▶ **What is needed**
Among the entries that follow, find every line with the word "stage" and list it.

"""

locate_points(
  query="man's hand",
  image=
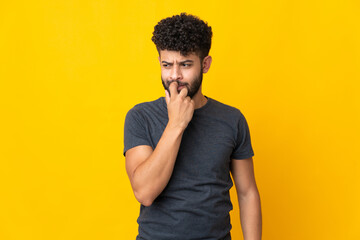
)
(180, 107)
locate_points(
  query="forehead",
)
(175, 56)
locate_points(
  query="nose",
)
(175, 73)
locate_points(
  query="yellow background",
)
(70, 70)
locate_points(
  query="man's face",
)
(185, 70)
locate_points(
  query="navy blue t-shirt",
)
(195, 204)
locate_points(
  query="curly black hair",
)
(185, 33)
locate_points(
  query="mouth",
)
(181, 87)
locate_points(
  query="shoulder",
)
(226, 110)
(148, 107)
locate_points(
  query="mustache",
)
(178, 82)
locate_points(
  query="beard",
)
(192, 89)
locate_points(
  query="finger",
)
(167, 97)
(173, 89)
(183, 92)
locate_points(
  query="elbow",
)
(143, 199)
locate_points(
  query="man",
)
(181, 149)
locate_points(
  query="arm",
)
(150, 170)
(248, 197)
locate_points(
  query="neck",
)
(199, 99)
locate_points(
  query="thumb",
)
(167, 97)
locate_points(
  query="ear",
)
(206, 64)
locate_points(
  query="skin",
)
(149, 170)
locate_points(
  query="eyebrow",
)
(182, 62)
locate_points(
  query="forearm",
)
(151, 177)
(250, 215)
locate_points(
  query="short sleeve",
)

"""
"""

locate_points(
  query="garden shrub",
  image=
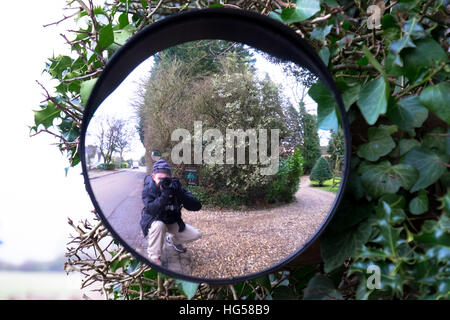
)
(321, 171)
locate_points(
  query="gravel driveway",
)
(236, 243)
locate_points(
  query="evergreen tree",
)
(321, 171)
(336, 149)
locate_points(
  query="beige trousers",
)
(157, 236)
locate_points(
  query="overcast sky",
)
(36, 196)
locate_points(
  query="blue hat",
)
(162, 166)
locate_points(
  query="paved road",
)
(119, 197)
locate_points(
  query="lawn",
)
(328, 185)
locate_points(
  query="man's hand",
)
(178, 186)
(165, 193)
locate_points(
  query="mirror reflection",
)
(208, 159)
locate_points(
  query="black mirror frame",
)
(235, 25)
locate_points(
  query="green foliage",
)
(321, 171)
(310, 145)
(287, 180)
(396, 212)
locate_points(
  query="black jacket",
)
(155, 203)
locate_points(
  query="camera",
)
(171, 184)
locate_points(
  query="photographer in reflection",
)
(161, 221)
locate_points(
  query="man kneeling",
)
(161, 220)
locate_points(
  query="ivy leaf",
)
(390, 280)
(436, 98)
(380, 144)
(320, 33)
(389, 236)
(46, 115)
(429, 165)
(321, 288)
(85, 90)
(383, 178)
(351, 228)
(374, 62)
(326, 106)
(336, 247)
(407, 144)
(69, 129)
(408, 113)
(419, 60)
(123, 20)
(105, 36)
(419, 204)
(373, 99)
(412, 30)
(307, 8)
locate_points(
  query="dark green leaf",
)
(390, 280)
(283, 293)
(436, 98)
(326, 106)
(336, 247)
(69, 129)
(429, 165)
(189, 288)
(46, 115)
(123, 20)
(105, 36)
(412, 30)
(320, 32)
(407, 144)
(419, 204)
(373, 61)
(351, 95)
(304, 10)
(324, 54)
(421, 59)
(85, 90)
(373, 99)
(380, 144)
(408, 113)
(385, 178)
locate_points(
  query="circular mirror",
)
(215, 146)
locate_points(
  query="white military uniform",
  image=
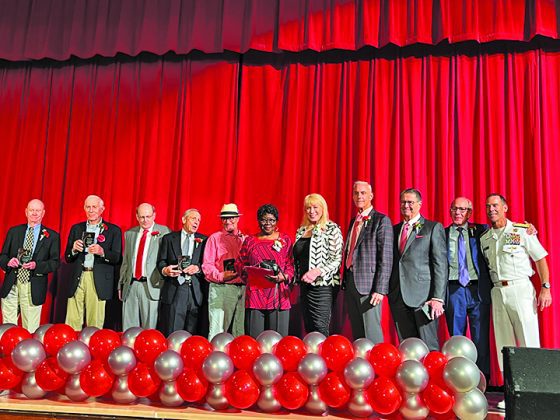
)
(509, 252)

"""
"""

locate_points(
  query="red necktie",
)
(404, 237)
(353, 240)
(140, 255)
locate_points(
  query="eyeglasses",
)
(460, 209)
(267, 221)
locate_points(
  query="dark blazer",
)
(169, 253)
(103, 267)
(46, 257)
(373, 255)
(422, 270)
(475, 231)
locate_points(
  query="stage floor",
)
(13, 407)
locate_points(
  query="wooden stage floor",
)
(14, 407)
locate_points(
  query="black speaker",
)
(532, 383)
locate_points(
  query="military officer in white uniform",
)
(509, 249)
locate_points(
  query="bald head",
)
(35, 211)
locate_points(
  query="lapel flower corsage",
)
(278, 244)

"""

▶ **Exercise answer**
  query="stage floor",
  query="wooden stage floor",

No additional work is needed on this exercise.